**** Document text

It was a wonderful day for a walk—beautiful, clear, sunny weather, crisp in the morning, but reaching 60 in afternoon. We walked up First street to the research park, then turned east and walked along the south end of the Arboretum and through Orchard Downs, before turning south again so we could take a turn through Meadowbrook Park. Then we headed back north along Vine as far as downtown Urbana, so we could have lunch at Crane Alley. (Good beer. I had a Deschutes cinder cone red on nitro. Jackie had an ESB, although I forget which one.) From there we headed west toward campus, headed back south to have coffee at Espresso Royale, then meandered through campus, crossed the railroad tracks and Route 45 to head south along the Boulware path, stopping at Schnucks to get some half&half and tomato paste.

The total distance came in at 14.62 miles, comfortably over the line into “very long walk” territory by my standards.

I didn’t take many pictures, but I did get this one of Jackie in front of the Alpha Sig frat house, Chuck McCaffrey’s old fraternity. This would have been along about mile 10 of our walk.

Jackie in front of the Alpha Sig frat house (Chuck's fraternity).
Jackie in front of the Alpha Sig frat house (Chuck’s fraternity).

Oh, and I wanted to mention that I wore my new boots! I bought a pair of Lems Boulder Boots, minimalist-style boots that I got with an eye to being my main winter boot this season. I got them five or six weeks ago, and have worn them as my everyday boot for most of that time, but this was their first try on a very long walk. Fortunately, they worked great.

A couple of years ago, I switched to “barefoot” running—with those quote marks there because I was not actually running with bare feet. Rather, I changed my stride, trying to match the stride of someone who was barefoot, landing on the forefoot rather than the heel.

I bought two pairs of minimalist running shoes (Road Glove and Trail Glove, both by Merrell), both featuring thin, flexible soles with zero drop (that is, the sole was the same thickness from the heel to the toe).

The changed stride demanded a lot more strength and endurance in my calf muscles, which took most of the summer to develop, but it felt natural right from the start. In my third summer of “barefoot” running, I’ve had no hint of running injuries, while hitting distance benchmarks that I haven’t hit in years.

However, my ongoing explorations of natural movement have convinced me that walking and running with actually bare feet probably offer some advantages.

********
**** Stored data

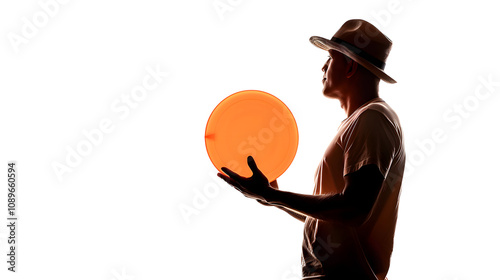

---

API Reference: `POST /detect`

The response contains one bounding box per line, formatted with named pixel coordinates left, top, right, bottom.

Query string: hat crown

********

» Written task
Write the next part of the post about the long walk and the minimalist boots, picking up right after its last sentence.

» Reply
The interwebs are full of advocates of barefoot walking and barefoot running, and frankly they’re kind of scary. They tend to be hugely invested in the idea that everybody who wears shoes is totally missing the boat. Their articles on the subject are full of references to the number of bones in your feet (26) and the number of joints (33), with the point being that there are extensive structures in your foot to deal with the challenges of walking on uneven surfaces. Wear shoes all the time, and those structures lose that capacity. The joints adapt to scarcely bending, the small muscles in the foot adapt to the tiny range of motion available inside a shoe. These things are arguably bad, even if the tone of the barefoot advocates sometimes seems a bit overwrought.

I started walking outside with bare feet some time in the late spring. I don’t remember exactly when, but I do remember going easy on the barefoot walking in the couple of weeks leading up to our big hike, so we must have already been doing it by early June. (My concern was that even a very minor injury—stepping on a thorn, bruising my foot on a rock, stubbing my toe—might be enough to keep me from being able to walk 33 miles.)

Once the big hike was over, I resumed my program of gradually increasing my barefoot walking, first just around the block that includes our townhouse, then more broadly in Winfield Village, then to nearby parks and natural areas.

And somewhere along the way, I started to understand the fervor of those barefoot advocates. Walking barefoot is a transformative experience, in a way that’s hard to make sense of if you only walk in shoes.

First of all, it brought back memories of being a little boy. I spent as much time as possible barefoot as a boy, and (because my parents thought that was fine) that ended up being a whole lot of time. Crossing the parking lots here in Winfield Village—walking on the small bits of grit and gravel that accumulate anywhere cars drive—hurt my feet in exactly the same way they hurt each spring the first few times I crossed Huron Street at the beginning of barefoot season when I was a boy. Crossing blacktop that’s been baking under a hot sun is another pain that’s as fresh in memory as it is distant in years. So is stepping on a thistle. Those things—and the wonderful feeling of stepping from hot asphalt into cool grass—were all things I’d not thought of in 40 years.

Second, the adaptations to walking barefoot are different than I’d imagined them being. Somehow I had the idea that I’d “toughen up” the soles of my feet, and that would protect them from pointy rocks and such. That is happening, but it turns out to be the least important part of adapting. Much more important is recovering enough range of motion in those 33 joints to allow the foot to conform to an uneven surface. Experiencing that process—feeling joints in my feet move in ways that they haven’t moved in decades—has been fascinating.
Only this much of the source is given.